# WHAT IS ASKED
1. In the job submission guide, how many compute nodes make up the daturamon.q?
2. Write out everything in the job submission guide from "2. corrosive queue" down to "corrosive.q can be used for batch- and interactive jobs.".

# TEXT

_____

Job Submission

Overview:
SunGridEngine(SGE) is the cluster resource managing system.

Job Limits:
There are 3 main and 2 debug queues for user access available:

    1. daturamon queue – parallel computing queue
      The daturamon.q consists of 4800GB main memory, 2400 (Intel(R) Xeon(R) CPU X5650@2.67GHz) CPU cores, 200 compute nodes, 12cores/compute node, 24GB ram/compute node and is equipped with an Infiniband QDR communication network. The daturamon.q can be used for batch- and interactive jobs.
    2. corrosive queue – parallel computing/debugging/data analysis queue
      The corrosive.q consists of 240GB main memory, 120 (Intel(R) Xeon(R) CPU X5650@2.67GHz) CPU cores, 10 compute nodes, 12cores/compute node, 24GB ram/compute node and is equipped with an Infiniband QDR communication network. The corrosive.q can be used for batch- and interactive jobs.
    3. nxserver queue – remote desktop queue
      The nxserver.q consists of 1584GB main memory, 792 (Intel(R) Xeon(R) Woodcrest 5160@3.00GHz) CPU cores, 198 compute nodes, 4cores/compute node, 8GB ram/compute node and is equipped with an Infiniband DDR communication network. The nxserver.q can be used for batch- and interactive jobs.
    4. gpu queue – GPU/Visualization queue
      The gpu.q consists of 1
      2GB main memory, 4 (Intel(R) Xeon(R) E5504@2.00GHz) CPU cores, 1 compute node, 4 Tesla C2050 cards, 1792 CUDA Cores and 2687MB global memory. The gpu.q can be used for batch- and interactive jobs.
    5. gpu-debug queue – GPU/Visualization queue
      The gpu-debug.q consists of 130GB main memory, 16 (Intel Xeon(R) CPU E5-2670 0 @ 2.60GHz) CPU cores, 1 compute node, 1 NVIDIA Corporation GTX TITAN card with 2688 CUDA Cores, cuda capapbility v3.5 and 6143MB global memory. The gpu-debug.q can be used for batch- and interactive jobs, but should not be used for production runs.

How to run batch jobs:
A submission is a standard Linux shell script that contains a few commands at the beginning that specify directives to the SunGridEngine.

Important SGE directives:

#$ -N JobName Name of the Simualtion
#$ -l h_rt=6:00:00 Walltime:
daturamon.q:max 24:00:00 hours
corrosive.q:max 72:00:00 hours
nxserver.q:max=INFINITY
gpu.q:max=72:00:00 hours
gpu-debug.q:max=72:00:00 hours
#$ -pe daturamon 12
#$ -pe nx 4
#$ -pe gpu 4
#$ -pe gpu 4
#$ -pe corrosive 12
Parallel Environment:
daturamon.q:daturamon
nxserver.q:nx
gpu.q:gpu
gpu-debug.q:gpu
corrosive.q:corrosive
followed by the number of cores
#$ -q daturamon.q
#$ -q nxserver.q 4
#$ -q gpu.q 4
#$ -q gpu-debug 4
#$ -q corrosive 12
Queue name
#$ -M username@aei.mpg.de Email will be sent to this address
#$ -m bae Emails will be sent at the following events:
b-begin, a-abort and e-end
#$ -o /home/username/OUT_$JOB_NAME.$JOB_ID Standard output logfile
#$ -e /home/username/ERR_$JOB_NAME.$JOB_ID Error output logfile

The following is an example SGE submission script.

_____

# ENTRIES SUPPLIED
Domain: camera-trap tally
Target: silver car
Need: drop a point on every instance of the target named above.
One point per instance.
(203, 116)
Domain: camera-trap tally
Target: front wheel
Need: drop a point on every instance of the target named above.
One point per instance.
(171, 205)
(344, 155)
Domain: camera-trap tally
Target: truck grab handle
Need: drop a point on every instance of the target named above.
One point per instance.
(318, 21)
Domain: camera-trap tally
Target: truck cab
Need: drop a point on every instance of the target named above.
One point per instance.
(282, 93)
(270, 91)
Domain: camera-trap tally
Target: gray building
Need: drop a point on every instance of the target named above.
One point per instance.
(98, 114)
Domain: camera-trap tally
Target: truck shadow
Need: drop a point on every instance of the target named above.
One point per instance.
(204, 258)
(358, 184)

_____

# OUTPUTS FOR THE TASKS
1. 200 compute nodes.

2.
2. corrosive queue – parallel computing/debugging/data analysis queue
      The corrosive.q consists of 240GB main memory, 120 (Intel(R) Xeon(R) CPU X5650@2.67GHz) CPU cores, 10 compute nodes, 12cores/compute node, 24GB ram/compute node and is equipped with an Infiniband QDR communication network. The corrosive.q can be used for batch- and interactive jobs.